Available data
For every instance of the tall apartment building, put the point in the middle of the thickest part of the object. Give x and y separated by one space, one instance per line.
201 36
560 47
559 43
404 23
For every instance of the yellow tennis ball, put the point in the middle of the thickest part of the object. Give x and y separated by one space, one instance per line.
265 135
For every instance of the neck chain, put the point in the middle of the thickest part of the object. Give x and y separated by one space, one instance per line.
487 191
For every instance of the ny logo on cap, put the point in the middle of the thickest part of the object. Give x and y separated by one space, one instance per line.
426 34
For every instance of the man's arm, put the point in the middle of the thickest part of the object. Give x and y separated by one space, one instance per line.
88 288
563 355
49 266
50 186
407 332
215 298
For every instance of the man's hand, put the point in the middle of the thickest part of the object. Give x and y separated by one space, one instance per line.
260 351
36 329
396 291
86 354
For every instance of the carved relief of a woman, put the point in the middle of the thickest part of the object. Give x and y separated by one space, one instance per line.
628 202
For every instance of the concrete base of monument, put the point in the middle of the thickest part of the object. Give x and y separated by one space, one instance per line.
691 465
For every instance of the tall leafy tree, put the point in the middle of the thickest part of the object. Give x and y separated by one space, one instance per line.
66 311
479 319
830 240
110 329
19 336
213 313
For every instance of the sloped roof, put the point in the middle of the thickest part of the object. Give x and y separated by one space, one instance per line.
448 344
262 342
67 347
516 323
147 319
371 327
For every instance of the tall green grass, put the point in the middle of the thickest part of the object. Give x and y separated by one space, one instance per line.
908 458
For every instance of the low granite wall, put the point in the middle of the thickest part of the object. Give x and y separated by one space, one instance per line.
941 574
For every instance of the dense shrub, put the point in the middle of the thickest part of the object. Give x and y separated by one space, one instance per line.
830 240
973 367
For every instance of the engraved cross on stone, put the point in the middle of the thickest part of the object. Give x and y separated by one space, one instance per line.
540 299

What you should do
Convert all of the records above into a single numbered list with one line per item, and drop any blank lines.

Result of the task
1. For every instance of the tall apartment building, put the point in the middle of the thickest part of the object. Give x and y separated by one space, one instance per line.
2. 201 36
3. 560 47
4. 559 43
5. 404 23
6. For every instance of the yellow tennis ball, put the point in the middle of the thickest part of the object. Give x and y separated by one space, one instance per line.
7. 265 135
8. For every instance of the neck chain, put the point in the middle of the thickest part of the object. Give x and y separated by one space, one instance per line.
9. 487 191
10. For every instance of the ny logo on cap, put the point in the middle of the thickest part of the object. Give x and y separated by one space, one instance per line.
11. 426 34
12. For every instance of the man's arm, put the point in the middle of the thickest part of the object. Give x and y separated by one space, one instance per line.
13. 88 288
14. 563 355
15. 49 266
16. 50 186
17. 407 332
18. 215 298
19. For every instance of the man's hand, put the point in the middle of the thickest part of the object. Give x and y separated by one space, one instance per line.
20. 260 351
21. 36 329
22. 396 291
23. 86 354
24. For every instance of the carved relief of a woman, put the point in the middle of the thickest part of the object. Give x and y separated by one space, one instance per line.
25. 628 202
26. For every instance of the concrete base of monument, put the point in the middle of the thickest part of the object. Give x and y separated by one space, one instance per line.
27. 691 465
28. For every instance of the tall leafy tree, put the point in the middle of the thickest part of the object. Give x and y separated by one space, one instance per line.
29. 66 311
30. 479 319
31. 830 240
32. 110 329
33. 19 336
34. 213 313
35. For every instance of the sloped roof, put the point in the middle of the thickest part of the object. Give x and y separated by one space, one instance per line.
36. 448 344
37. 262 342
38. 67 347
39. 516 323
40. 147 319
41. 371 327
42. For every instance of the tall green grass, put the point in the middle of the thickest part of the object. Give x and y separated by one space, one instance per line.
43. 908 458
44. For every instance of the low granite wall, put the point in the middle of the thickest part of the object. Give x and y separated by one space, one instance per line.
45. 941 574
46. For every instance of the dense shrub, put the point in the middle of the thickest part of the object. Give x and y separated by one space, one instance per line.
47. 830 240
48. 973 367
49. For every instance of the engraved cross on stone, put the point in the middle of the thickest part of the object. Give x and y separated by one space, one instance per line.
50. 540 299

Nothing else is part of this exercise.